- _Task objective_
Where the listing below has a line with "is: blonde hair.", write out exactly that line and every line after it, stopping after the line with "class is: clear".

- _Source information_
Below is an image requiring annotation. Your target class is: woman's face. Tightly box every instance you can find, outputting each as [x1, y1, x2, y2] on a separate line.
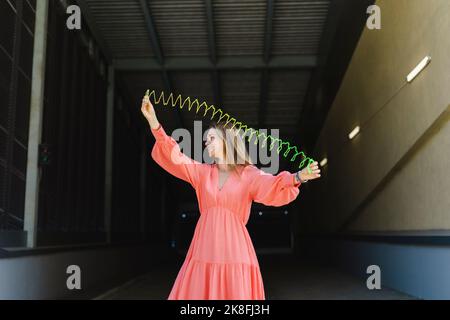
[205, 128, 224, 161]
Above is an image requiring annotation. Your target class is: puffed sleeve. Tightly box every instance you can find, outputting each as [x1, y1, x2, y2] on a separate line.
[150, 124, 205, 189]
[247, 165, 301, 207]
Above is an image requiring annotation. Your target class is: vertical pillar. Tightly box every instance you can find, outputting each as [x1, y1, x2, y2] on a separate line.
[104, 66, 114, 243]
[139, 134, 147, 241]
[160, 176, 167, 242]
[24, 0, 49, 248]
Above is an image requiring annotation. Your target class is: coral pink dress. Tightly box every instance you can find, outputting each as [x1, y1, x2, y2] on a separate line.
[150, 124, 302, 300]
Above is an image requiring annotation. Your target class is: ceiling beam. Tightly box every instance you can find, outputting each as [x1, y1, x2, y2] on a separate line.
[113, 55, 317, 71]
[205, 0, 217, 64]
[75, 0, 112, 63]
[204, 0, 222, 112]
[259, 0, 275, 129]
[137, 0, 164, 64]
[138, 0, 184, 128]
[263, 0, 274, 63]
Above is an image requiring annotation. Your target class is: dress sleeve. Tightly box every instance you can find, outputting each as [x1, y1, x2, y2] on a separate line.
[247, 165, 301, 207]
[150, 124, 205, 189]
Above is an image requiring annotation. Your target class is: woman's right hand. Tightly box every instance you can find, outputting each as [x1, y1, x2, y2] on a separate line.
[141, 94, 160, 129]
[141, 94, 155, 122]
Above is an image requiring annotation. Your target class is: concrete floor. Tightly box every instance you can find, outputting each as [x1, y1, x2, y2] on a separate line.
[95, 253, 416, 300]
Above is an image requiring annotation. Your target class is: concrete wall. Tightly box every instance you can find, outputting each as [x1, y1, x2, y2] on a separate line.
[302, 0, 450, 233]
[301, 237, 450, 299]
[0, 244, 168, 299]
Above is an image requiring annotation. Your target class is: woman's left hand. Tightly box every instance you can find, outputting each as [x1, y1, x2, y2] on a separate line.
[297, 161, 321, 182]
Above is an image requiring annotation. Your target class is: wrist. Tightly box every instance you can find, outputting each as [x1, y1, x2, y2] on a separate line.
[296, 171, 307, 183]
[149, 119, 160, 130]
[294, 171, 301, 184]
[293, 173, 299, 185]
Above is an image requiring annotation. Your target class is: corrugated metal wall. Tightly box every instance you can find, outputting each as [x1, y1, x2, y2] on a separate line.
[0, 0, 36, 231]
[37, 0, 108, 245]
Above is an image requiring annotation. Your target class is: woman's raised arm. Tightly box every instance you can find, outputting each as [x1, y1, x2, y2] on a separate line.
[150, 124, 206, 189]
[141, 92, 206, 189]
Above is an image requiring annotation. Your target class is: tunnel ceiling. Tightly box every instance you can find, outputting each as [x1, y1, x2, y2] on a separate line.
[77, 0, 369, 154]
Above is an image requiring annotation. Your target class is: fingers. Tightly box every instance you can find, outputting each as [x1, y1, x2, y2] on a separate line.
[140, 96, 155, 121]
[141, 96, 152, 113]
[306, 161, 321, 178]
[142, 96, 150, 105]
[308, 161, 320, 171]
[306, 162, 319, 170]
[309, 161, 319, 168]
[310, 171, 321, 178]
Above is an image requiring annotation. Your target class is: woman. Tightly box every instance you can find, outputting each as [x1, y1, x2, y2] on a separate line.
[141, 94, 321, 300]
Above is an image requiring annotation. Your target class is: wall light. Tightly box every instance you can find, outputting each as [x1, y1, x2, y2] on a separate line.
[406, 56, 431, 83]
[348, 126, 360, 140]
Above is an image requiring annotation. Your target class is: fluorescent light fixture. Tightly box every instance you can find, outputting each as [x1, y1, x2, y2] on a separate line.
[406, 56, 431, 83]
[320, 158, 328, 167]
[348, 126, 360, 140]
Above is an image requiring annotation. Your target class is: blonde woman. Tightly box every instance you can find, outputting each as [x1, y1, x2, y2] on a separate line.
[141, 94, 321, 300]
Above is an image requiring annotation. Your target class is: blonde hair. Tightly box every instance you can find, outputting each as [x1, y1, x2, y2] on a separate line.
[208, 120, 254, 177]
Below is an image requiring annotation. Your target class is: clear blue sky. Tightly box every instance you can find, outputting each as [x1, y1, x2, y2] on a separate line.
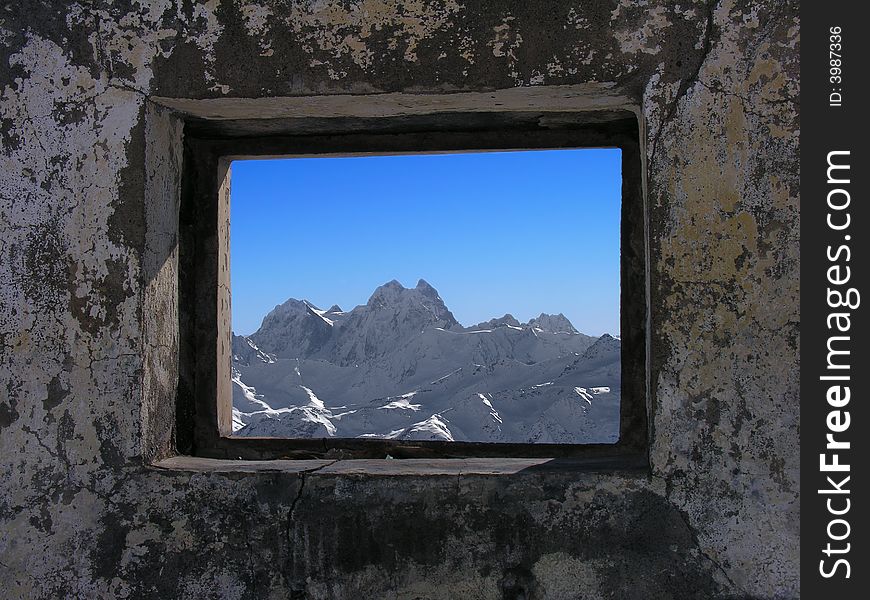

...

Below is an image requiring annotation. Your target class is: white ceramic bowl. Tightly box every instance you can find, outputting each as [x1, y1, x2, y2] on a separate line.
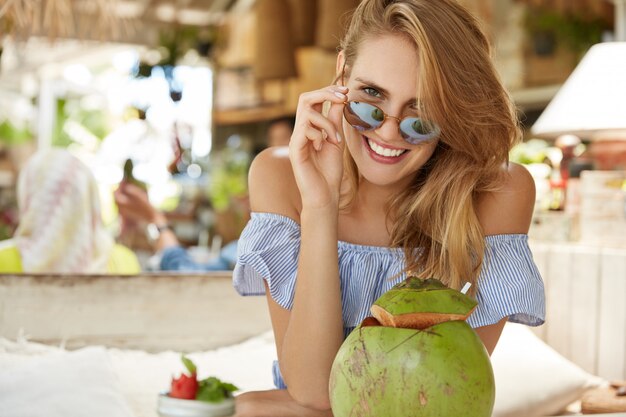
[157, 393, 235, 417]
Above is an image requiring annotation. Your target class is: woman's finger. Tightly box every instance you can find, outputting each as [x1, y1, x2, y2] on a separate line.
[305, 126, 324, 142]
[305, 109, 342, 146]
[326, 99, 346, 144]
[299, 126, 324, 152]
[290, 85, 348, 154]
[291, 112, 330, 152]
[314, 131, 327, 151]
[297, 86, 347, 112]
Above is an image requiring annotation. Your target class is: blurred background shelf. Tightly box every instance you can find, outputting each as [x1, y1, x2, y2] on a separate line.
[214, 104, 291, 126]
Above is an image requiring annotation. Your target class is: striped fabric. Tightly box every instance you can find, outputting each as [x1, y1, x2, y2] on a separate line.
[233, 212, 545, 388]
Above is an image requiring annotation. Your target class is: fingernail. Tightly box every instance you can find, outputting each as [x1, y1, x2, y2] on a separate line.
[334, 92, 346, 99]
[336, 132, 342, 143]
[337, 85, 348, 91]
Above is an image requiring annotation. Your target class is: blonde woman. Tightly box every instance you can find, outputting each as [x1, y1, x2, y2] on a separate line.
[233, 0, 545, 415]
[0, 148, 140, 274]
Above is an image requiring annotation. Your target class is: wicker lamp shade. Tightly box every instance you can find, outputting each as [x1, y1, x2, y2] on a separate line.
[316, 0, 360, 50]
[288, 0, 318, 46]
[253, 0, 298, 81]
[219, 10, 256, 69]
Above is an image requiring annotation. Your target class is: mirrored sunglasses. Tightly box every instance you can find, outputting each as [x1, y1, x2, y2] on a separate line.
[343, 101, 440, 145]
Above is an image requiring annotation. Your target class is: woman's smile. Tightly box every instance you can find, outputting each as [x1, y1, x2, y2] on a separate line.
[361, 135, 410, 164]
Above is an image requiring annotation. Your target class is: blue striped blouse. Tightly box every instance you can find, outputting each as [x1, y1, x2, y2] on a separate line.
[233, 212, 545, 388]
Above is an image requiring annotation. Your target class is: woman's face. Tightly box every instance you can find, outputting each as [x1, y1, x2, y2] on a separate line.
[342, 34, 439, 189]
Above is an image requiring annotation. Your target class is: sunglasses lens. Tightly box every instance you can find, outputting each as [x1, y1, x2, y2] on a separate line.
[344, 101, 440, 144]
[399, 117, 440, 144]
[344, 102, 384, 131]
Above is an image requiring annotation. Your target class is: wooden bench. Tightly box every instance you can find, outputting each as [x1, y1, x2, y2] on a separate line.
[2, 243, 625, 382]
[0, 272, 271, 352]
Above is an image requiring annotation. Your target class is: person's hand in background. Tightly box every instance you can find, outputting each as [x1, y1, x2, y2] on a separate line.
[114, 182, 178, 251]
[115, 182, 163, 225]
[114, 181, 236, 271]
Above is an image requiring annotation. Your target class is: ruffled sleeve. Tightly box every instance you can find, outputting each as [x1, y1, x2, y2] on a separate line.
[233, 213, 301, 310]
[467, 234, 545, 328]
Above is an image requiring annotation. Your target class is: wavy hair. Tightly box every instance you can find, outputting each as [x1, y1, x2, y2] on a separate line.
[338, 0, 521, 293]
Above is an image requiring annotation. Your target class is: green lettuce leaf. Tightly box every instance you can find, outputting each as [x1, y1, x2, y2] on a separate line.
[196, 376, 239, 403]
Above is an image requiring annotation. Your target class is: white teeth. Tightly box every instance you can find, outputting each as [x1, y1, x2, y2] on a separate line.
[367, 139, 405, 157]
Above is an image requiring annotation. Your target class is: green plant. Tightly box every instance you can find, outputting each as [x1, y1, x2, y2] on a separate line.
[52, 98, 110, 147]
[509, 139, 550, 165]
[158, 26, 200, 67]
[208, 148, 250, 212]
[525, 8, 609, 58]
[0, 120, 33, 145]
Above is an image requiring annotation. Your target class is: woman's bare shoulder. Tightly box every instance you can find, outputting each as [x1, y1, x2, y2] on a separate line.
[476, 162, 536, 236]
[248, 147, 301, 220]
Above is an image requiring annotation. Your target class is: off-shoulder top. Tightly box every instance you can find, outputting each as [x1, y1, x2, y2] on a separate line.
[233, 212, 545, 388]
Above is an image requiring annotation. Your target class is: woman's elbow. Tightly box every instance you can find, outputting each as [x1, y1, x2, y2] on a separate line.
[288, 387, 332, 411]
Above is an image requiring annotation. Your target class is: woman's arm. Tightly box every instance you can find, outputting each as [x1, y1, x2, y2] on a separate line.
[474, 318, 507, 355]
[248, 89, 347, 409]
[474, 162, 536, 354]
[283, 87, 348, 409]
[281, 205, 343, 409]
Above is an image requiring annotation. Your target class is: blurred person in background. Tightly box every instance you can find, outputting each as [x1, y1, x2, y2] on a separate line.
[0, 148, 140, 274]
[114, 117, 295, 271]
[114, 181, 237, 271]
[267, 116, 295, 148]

- _Result below_
Above is an image requiring annotation. Your target class is: blonde hair. Tightly box every instance you can find, outputting each as [x1, y1, x2, y2] on a separate line.
[208, 120, 254, 177]
Below is an image requiring annotation. Your target class is: clear blue sky. Tightly box every instance you can find, outputting each as [x1, y1, x2, y2] on a separate line.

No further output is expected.